”Animals have personalities and minds and feelings’’
– Jane Goodall.
In two long verses dedicated to the cause of kindness to birds this week’s Torah portion prohibits the capture of a mother bird crouching over her nestlings. In effect, the Torah prohibits explicitly not only getting our hands off the mother bird, but implicitly also any hostile action against the nestlings despite the ostensible permission to ”take [them] for yourself” . Why, both the fledglings and the eggs have no value on one’s dinner table; the chicks have meagre flesh and the fertilized eggs en route to hatching are inedible too. The Torah thus prohibits effectively its followers from harming a bird’s nest.
In using the word “children’’ (literally “sons’’ – ha-banim) for the chicks in the edict part, the same word that stands for human boys, the one who sought to remove “the young’’ (chicks or efrochim – fledglings) would have to cope with the idea of killing “children”, rather than “chicks’’. This word might sensitize him to the family dynamics in the nest, not unlike his own.

^^^^^^^^^^^^^^^^

From the commentary on the mother-bird law above, please copy out word for word the part that opens with the words containing "In using the" and closes with "unlike his own.".

^^^^^^^^^^^^^^^^

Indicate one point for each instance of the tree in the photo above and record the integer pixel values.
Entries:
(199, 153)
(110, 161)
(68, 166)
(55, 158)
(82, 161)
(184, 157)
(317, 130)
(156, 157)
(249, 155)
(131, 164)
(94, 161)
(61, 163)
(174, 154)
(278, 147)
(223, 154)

^^^^^^^^^^^^^^^^

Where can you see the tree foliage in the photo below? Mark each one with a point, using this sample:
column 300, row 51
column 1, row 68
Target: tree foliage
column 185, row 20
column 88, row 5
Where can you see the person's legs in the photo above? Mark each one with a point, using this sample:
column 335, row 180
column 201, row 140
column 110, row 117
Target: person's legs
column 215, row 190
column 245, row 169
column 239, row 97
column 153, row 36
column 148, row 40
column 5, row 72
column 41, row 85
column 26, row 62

^^^^^^^^^^^^^^^^

◆ ANSWER TO THIS PROBLEM:
In using the word “children’’ (literally “sons’’ – ha-banim) for the chicks in the edict part, the same word that stands for human boys, the one who sought to remove “the young’’ (chicks or efrochim – fledglings) would have to cope with the idea of killing “children”, rather than “chicks’’. This word might sensitize him to the family dynamics in the nest, not unlike his own.